*Your goal*: Look through the listing below and report the lines that have the word "olive" in them.

*Data to examine*:
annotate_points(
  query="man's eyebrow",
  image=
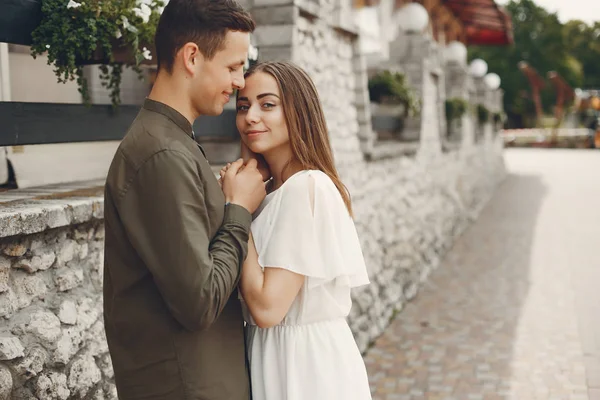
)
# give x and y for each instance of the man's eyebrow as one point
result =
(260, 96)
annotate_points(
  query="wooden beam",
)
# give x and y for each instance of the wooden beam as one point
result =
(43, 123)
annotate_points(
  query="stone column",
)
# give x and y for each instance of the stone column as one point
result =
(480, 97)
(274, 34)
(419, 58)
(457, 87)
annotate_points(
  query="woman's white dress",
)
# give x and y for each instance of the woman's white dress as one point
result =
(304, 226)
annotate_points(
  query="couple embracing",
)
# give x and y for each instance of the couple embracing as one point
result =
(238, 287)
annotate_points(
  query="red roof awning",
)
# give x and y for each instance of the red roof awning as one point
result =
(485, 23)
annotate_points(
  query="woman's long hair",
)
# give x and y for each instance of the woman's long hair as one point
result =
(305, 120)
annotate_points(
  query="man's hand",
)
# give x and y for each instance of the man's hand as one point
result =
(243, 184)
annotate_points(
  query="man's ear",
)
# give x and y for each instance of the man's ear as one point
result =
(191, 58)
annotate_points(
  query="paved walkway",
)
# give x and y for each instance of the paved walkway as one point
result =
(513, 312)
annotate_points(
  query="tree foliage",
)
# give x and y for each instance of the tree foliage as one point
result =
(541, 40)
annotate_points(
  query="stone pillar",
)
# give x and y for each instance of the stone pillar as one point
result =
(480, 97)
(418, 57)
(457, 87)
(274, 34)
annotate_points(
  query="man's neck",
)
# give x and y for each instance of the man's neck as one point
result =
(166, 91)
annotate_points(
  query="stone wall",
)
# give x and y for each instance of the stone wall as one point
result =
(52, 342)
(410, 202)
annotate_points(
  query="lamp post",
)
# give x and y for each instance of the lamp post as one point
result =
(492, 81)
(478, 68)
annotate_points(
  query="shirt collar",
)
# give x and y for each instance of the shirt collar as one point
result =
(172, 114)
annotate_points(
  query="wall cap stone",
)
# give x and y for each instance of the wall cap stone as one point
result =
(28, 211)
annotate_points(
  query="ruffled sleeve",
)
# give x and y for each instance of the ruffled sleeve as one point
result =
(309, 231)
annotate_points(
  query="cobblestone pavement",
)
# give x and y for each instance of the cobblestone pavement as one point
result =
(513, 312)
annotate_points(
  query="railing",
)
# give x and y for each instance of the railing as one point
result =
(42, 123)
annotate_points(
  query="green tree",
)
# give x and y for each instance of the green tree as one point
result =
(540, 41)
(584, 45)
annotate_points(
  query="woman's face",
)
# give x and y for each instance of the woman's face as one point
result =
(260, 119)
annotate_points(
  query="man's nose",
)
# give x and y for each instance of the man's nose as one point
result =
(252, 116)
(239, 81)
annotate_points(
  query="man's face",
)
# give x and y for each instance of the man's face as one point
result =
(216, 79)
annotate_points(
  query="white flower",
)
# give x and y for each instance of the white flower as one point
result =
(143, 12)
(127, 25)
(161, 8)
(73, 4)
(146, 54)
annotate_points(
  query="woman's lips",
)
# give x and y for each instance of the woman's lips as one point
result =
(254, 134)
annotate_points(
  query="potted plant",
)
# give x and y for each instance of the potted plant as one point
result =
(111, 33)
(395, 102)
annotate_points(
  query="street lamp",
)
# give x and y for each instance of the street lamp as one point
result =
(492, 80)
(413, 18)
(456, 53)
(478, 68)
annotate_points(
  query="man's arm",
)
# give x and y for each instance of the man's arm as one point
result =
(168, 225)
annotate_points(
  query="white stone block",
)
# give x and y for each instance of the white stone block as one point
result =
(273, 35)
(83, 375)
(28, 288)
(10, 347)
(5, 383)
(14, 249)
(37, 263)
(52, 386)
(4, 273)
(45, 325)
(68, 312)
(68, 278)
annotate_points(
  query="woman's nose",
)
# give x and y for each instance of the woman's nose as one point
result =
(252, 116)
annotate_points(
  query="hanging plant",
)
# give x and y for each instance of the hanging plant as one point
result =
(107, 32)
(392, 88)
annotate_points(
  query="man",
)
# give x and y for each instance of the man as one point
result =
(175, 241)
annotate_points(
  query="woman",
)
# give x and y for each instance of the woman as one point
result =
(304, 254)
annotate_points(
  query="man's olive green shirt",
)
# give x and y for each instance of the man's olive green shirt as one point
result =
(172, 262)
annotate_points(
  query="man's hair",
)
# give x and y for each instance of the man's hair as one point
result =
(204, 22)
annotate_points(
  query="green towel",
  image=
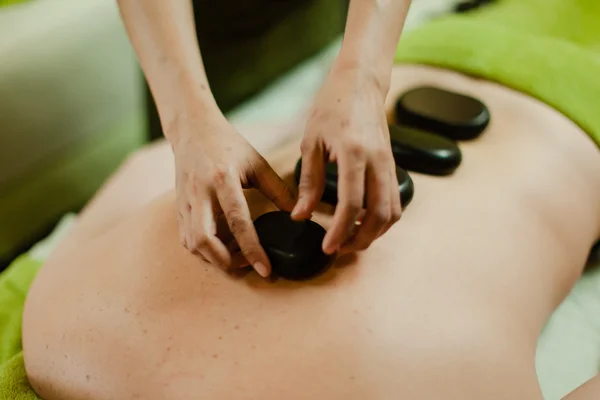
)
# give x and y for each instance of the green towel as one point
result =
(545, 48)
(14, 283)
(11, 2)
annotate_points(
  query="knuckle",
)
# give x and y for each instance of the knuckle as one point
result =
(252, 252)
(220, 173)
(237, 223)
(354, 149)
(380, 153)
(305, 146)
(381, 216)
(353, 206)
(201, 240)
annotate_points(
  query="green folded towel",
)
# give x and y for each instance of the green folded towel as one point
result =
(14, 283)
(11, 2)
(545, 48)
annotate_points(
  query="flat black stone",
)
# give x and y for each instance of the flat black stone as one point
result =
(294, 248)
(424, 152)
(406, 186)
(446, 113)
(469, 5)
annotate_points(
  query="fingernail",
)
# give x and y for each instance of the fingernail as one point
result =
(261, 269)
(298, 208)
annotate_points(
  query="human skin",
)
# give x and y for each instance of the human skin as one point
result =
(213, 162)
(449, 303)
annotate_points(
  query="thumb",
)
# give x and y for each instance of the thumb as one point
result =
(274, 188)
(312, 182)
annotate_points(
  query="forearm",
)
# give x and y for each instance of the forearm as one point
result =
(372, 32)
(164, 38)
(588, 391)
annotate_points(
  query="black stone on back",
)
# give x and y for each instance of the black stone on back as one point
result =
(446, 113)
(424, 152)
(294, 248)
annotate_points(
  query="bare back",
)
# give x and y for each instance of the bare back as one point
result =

*Answer space*:
  query="man's olive green shirt",
# give x and y for each instance of the man's olive green shirt as one point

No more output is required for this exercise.